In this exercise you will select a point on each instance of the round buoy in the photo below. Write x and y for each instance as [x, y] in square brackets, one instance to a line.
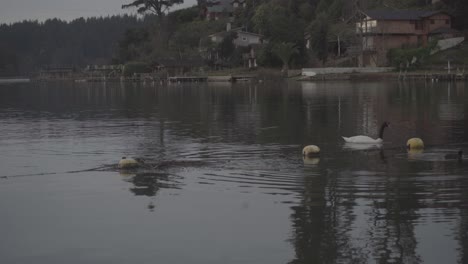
[414, 143]
[310, 151]
[310, 160]
[127, 163]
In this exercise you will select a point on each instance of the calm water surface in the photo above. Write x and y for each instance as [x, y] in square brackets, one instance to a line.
[225, 181]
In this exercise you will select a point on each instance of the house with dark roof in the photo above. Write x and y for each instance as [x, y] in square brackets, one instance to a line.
[382, 30]
[242, 39]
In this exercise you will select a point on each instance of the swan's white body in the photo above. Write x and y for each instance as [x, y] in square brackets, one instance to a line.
[363, 140]
[367, 140]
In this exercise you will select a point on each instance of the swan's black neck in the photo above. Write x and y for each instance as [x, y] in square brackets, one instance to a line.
[382, 128]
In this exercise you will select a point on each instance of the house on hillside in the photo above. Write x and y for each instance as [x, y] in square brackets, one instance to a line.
[59, 72]
[243, 38]
[250, 41]
[382, 30]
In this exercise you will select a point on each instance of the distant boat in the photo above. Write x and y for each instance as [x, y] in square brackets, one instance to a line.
[14, 80]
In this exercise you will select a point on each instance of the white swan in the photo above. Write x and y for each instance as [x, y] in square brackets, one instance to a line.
[368, 140]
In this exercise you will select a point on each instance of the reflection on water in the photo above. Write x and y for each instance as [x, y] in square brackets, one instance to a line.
[228, 158]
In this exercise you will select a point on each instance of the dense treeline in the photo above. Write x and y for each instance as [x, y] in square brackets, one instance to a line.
[183, 34]
[28, 45]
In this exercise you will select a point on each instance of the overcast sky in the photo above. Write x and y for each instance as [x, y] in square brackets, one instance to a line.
[18, 10]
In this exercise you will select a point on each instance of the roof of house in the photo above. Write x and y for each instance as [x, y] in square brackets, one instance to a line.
[400, 14]
[220, 6]
[444, 30]
[236, 30]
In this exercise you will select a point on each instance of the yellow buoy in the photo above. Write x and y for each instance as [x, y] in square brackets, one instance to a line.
[127, 163]
[310, 151]
[414, 143]
[310, 160]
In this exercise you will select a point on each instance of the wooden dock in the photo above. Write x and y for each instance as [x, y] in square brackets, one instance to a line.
[181, 79]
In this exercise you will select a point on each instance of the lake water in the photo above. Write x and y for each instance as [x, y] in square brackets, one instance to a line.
[225, 180]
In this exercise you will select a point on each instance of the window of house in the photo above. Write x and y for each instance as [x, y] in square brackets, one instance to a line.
[418, 25]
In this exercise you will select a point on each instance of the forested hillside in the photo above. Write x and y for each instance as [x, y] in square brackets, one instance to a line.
[28, 45]
[183, 34]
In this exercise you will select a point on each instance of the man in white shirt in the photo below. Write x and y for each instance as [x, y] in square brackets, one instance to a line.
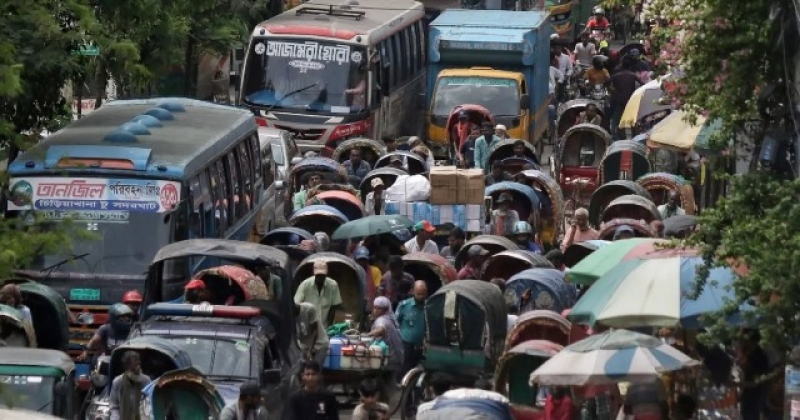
[422, 242]
[375, 203]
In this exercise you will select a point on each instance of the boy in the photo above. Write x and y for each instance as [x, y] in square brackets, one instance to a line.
[370, 407]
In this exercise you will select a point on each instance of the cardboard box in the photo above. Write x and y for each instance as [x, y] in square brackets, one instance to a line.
[471, 186]
[444, 185]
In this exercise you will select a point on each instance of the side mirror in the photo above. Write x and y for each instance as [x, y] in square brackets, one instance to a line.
[524, 102]
[271, 377]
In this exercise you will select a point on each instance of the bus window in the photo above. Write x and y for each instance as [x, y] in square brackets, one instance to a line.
[235, 185]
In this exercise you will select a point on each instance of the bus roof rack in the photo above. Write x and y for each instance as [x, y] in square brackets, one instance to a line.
[330, 11]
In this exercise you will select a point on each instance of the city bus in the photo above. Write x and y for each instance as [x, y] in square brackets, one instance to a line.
[329, 70]
[128, 179]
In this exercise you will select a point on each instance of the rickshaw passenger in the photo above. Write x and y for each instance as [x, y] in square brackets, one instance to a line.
[385, 327]
[503, 218]
[322, 292]
[310, 181]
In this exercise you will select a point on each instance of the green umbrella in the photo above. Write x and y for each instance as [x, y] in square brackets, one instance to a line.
[372, 225]
[599, 262]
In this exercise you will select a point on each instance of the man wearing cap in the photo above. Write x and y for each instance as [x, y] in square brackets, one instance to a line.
[322, 292]
[247, 406]
[375, 203]
[472, 269]
[422, 242]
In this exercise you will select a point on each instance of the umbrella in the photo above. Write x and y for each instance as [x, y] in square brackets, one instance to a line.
[674, 132]
[609, 358]
[643, 102]
[655, 292]
[674, 225]
[372, 225]
[578, 251]
[589, 269]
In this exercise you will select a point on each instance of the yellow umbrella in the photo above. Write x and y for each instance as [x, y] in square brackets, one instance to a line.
[643, 102]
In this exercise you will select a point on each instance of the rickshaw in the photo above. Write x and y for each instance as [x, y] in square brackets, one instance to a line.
[181, 394]
[610, 191]
[350, 277]
[526, 202]
[346, 202]
[503, 151]
[507, 263]
[661, 184]
[568, 113]
[286, 236]
[318, 218]
[232, 285]
[547, 290]
[491, 243]
[412, 163]
[466, 326]
[640, 229]
[550, 222]
[579, 154]
[631, 206]
[158, 356]
[40, 380]
[625, 159]
[14, 331]
[371, 150]
[434, 269]
[386, 174]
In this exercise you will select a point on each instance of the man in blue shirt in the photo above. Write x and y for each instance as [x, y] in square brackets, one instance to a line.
[410, 315]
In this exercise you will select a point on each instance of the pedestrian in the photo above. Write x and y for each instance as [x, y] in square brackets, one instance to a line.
[311, 336]
[322, 292]
[422, 241]
[126, 389]
[396, 284]
[247, 406]
[312, 401]
[476, 257]
[411, 317]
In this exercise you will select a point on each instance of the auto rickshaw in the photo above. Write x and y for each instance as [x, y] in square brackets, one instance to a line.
[503, 152]
[318, 218]
[181, 394]
[551, 221]
[507, 263]
[578, 156]
[386, 174]
[434, 269]
[491, 243]
[640, 228]
[547, 290]
[410, 162]
[39, 380]
[631, 206]
[661, 184]
[610, 191]
[466, 326]
[568, 113]
[370, 149]
[625, 159]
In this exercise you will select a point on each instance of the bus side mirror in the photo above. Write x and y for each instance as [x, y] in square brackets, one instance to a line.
[524, 102]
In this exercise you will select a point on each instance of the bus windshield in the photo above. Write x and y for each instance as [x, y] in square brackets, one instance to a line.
[305, 75]
[499, 96]
[115, 225]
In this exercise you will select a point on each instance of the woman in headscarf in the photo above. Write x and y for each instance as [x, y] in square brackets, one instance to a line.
[386, 328]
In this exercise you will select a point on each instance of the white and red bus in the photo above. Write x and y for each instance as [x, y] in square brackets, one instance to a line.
[329, 70]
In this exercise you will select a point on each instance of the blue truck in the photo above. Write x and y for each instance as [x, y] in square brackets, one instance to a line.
[495, 59]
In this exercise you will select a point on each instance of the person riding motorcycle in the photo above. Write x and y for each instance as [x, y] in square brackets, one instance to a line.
[111, 334]
[523, 237]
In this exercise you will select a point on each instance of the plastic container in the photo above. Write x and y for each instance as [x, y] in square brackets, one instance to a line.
[334, 358]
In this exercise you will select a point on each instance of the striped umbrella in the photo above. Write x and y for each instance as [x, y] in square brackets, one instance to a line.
[609, 358]
[656, 292]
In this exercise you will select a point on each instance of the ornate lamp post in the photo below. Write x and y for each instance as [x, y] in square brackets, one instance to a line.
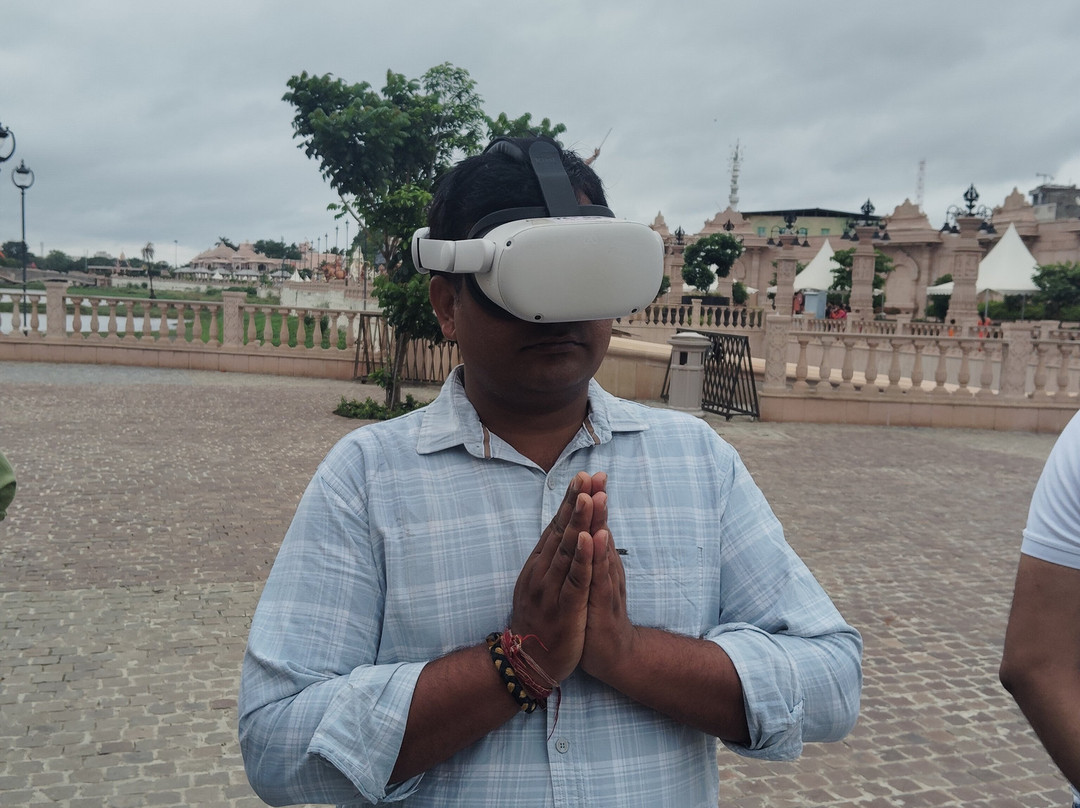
[777, 233]
[864, 231]
[968, 223]
[23, 178]
[148, 259]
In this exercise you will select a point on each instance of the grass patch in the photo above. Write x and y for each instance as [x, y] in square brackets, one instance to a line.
[372, 411]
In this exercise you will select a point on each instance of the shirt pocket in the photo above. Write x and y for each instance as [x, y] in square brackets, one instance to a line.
[665, 587]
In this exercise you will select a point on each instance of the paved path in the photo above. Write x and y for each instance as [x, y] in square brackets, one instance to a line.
[151, 503]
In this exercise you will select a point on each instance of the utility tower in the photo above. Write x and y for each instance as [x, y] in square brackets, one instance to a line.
[736, 159]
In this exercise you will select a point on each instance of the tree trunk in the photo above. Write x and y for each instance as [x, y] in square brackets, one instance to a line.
[394, 389]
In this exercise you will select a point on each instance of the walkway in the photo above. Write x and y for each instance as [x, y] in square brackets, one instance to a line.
[151, 503]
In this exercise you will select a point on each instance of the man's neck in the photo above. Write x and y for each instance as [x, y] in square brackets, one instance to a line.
[539, 431]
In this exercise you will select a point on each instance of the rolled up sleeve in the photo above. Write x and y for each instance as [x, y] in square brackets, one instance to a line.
[798, 660]
[320, 718]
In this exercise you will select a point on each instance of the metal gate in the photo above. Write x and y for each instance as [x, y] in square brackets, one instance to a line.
[729, 387]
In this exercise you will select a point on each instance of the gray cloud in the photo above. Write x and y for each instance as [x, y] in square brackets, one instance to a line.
[151, 122]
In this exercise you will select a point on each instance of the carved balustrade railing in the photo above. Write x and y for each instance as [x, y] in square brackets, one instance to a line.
[1016, 363]
[231, 324]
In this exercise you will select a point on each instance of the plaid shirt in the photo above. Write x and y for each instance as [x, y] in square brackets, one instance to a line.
[406, 546]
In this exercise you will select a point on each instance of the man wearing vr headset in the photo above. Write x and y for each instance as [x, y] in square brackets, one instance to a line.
[529, 591]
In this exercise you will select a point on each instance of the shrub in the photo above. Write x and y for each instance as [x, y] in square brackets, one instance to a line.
[372, 411]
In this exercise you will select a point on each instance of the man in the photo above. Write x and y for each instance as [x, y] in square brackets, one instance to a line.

+++

_WHAT YOU SHOULD DO_.
Copy the records word for word, starting with the line that contains "of the metal" and running through the final line of the records, both included.

_SOLUTION_.
In this exercise you will select a point on each instance of the metal gate in the photo above. Write x and y for each instance as [x, y] in square brackets, one instance to a line.
[729, 387]
In this exercise you will select a point on each instance of the gray cloud in the photo above. Write x and y for each instance as [x, y] in square brackets, one instance to a line.
[151, 122]
In this exercise you will select a point on each instance of the carved balustrade railing in the photo above. Write x and y for each instance as [x, y] in square brackets, one instance to a line.
[1016, 363]
[231, 324]
In this exercise you will select a point on each instance of the plaid shirt in the photo above. Write x and y for each instance as [x, y] in square brackets, one instance to a line.
[406, 546]
In this exercise you will select a point on each instance of the man wearing vr headset in the photo above. Write x and y for each instance as [x, y] in square brackets, one instance to a line.
[529, 591]
In this exercise you will select a point on each instance of the shrub in the photo above. Write x and y for each instance as [x, y] in square brackets, one instance to a line.
[372, 411]
In this exercise you will select a point on each instance of the man in the photo above. Write x and y for each instance as [x, y] in square brackets, one instance to a line.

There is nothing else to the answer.